══ 正文
HDU 5289 Assignment

题意:在n个数中找一共有几个数组,使得数组内的最值差不超过k,数组元素要求连续

解一:ST

#include <string.h>
#include <math.h>
#include <stdio.h>
#define ll __int64
#define MAX(a,b) ((a)<(b)?(b):(a))
#define MIN(a,b) ((a)<(b)?(a):(b))
const int maxn=100005;
ll a[maxn];
int maxx[maxn][20];
int minn[maxn][20];
void rmq(int n)           //子串赋值
{
    int i,j;
    for(i=1;(1<<i)<=n;i++)
        for(j=1;(j+(1<<i)-1)<=n;j++)
        {
            int temp=1<<(i-1);
            maxx[j][i]=MAX(maxx[j][i-1],maxx[j+temp][i-1]);
            minn[j][i]=MIN(minn[j][i-1],minn[j+temp][i-1]);
        }
    return ;
}
int ask(int l,int r)
════
- [要求 A]:
列出 HDU 5289 题解代码中通过 #include 引入的所有头文件。
题解与记录彼此独立,内容互不相关。
══ 任务输入
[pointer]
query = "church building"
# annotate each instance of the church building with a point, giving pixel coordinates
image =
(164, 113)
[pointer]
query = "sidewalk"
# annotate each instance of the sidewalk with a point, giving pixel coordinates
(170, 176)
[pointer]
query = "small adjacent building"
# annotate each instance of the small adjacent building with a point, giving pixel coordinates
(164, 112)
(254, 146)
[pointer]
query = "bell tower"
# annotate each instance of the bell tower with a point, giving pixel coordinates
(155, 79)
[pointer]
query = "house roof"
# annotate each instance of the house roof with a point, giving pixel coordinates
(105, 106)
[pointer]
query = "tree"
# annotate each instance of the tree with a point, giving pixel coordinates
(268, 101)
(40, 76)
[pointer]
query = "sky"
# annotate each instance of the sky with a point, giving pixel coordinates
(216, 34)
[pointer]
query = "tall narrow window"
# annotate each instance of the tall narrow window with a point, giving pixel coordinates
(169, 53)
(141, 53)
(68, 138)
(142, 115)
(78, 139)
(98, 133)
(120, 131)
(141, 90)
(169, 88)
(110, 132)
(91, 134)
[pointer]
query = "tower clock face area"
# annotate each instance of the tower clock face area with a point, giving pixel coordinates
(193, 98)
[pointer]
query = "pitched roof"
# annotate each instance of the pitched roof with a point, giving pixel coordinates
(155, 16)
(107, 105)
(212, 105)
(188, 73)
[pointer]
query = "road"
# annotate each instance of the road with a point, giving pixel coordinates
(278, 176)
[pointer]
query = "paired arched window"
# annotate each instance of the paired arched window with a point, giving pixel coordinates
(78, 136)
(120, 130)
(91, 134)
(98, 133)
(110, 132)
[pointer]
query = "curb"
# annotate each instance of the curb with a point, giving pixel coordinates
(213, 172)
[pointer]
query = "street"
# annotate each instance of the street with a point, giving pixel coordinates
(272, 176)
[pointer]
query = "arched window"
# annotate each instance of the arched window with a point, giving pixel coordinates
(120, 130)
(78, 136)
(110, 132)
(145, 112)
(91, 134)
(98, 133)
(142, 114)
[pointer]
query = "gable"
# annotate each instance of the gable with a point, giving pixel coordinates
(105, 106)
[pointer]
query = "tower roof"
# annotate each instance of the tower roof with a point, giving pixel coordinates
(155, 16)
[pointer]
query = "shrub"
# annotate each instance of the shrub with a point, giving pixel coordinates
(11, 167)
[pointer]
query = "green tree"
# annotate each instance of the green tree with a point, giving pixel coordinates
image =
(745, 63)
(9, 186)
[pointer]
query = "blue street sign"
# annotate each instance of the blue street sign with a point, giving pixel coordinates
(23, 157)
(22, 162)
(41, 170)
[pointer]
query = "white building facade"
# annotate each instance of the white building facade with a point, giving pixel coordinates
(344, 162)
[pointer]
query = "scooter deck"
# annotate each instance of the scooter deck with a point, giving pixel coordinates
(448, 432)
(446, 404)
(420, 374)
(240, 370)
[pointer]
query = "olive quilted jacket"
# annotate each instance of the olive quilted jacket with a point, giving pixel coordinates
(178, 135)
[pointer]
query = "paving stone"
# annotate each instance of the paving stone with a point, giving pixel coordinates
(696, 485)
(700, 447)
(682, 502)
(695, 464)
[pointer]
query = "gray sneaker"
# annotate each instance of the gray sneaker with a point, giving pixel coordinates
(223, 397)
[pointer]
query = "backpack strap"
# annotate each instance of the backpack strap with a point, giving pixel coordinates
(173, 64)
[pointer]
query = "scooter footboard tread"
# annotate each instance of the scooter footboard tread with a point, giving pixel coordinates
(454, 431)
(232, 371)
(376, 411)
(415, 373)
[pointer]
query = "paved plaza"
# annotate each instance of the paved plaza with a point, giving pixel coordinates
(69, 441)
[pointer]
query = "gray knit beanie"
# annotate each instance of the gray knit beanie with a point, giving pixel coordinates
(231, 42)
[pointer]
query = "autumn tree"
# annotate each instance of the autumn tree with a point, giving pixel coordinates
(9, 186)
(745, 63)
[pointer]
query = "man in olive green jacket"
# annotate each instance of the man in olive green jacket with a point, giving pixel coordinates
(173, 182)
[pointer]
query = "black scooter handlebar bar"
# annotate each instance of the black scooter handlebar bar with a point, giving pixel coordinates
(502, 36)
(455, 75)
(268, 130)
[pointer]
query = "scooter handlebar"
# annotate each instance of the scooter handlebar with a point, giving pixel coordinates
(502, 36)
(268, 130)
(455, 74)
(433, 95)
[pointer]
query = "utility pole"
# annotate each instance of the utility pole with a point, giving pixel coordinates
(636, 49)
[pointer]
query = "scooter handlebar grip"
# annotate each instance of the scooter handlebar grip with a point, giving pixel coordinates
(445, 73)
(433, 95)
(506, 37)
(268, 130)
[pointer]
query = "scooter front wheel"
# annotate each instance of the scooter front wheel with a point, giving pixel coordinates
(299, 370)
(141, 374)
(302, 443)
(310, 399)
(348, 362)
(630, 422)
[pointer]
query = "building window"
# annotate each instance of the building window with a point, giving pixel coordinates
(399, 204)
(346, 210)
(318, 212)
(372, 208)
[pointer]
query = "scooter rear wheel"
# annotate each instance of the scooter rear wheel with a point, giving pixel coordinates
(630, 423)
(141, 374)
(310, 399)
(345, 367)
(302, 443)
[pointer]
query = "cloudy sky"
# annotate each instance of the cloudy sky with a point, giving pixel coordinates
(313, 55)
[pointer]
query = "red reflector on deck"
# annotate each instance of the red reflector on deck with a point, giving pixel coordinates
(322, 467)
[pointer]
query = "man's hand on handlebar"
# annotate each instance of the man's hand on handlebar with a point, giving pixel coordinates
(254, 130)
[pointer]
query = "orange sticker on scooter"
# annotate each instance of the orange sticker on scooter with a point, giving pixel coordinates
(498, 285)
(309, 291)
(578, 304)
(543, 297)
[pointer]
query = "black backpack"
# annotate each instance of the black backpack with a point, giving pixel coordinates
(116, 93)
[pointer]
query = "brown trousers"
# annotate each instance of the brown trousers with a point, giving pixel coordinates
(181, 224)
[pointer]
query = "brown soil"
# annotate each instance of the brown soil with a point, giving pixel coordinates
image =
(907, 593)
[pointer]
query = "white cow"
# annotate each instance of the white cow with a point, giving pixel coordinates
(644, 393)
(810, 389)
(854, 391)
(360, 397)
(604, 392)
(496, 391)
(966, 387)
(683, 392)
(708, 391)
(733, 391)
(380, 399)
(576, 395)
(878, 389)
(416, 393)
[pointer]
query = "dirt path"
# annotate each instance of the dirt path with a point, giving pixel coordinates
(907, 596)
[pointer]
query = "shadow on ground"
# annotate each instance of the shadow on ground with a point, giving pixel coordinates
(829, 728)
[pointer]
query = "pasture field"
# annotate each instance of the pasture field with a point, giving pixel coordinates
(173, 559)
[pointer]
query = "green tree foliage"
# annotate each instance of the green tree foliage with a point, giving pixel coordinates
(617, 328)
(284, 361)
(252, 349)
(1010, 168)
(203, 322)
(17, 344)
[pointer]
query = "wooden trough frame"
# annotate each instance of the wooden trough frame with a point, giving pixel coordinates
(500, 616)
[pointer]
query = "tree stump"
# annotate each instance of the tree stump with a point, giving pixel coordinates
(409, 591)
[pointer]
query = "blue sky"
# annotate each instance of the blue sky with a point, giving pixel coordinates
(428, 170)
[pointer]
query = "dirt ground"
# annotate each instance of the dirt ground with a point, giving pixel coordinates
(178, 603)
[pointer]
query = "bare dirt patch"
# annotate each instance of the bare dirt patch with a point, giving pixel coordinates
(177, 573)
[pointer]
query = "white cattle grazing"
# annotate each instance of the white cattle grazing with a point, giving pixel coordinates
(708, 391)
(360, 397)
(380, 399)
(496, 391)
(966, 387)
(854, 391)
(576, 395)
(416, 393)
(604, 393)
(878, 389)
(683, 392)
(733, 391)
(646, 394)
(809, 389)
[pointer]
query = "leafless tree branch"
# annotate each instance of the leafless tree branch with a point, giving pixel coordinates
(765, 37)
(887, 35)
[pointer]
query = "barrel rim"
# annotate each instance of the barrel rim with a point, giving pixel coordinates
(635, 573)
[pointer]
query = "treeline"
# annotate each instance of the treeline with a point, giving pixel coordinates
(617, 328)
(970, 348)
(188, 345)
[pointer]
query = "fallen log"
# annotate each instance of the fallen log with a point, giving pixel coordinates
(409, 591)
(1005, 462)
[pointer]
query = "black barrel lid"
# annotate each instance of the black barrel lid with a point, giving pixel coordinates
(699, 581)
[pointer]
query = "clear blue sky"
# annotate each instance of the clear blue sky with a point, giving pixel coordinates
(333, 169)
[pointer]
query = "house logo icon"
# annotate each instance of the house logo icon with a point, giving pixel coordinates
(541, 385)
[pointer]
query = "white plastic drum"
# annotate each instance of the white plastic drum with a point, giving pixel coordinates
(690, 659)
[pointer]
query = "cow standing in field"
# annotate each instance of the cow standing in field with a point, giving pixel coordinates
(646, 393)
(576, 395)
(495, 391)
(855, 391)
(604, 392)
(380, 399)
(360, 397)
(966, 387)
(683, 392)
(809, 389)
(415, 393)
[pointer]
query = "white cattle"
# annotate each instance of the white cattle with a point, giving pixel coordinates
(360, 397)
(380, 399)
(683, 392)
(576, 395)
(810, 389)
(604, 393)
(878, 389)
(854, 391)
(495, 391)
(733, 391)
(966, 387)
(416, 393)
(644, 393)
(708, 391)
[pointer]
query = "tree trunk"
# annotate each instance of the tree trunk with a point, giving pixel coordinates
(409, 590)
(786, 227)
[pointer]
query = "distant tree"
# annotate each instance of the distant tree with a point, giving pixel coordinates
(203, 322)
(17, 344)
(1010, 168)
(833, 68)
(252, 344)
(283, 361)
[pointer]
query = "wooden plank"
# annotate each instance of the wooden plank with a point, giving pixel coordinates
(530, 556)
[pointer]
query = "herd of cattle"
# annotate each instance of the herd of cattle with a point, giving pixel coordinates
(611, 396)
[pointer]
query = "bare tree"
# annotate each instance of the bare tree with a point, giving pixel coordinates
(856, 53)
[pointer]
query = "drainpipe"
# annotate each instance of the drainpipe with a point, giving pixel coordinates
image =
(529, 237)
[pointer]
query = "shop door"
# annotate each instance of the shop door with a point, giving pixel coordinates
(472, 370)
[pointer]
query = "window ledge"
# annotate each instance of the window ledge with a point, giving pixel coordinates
════
- [要求 B]:
返回记录中所有含有字符串“rear”的行,需区分大小写。

- [回答 A]:
string.h、math.h、stdio.h

- [回答 B]:
query = "scooter rear wheel"
# annotate each instance of the scooter rear wheel with a point, giving pixel coordinates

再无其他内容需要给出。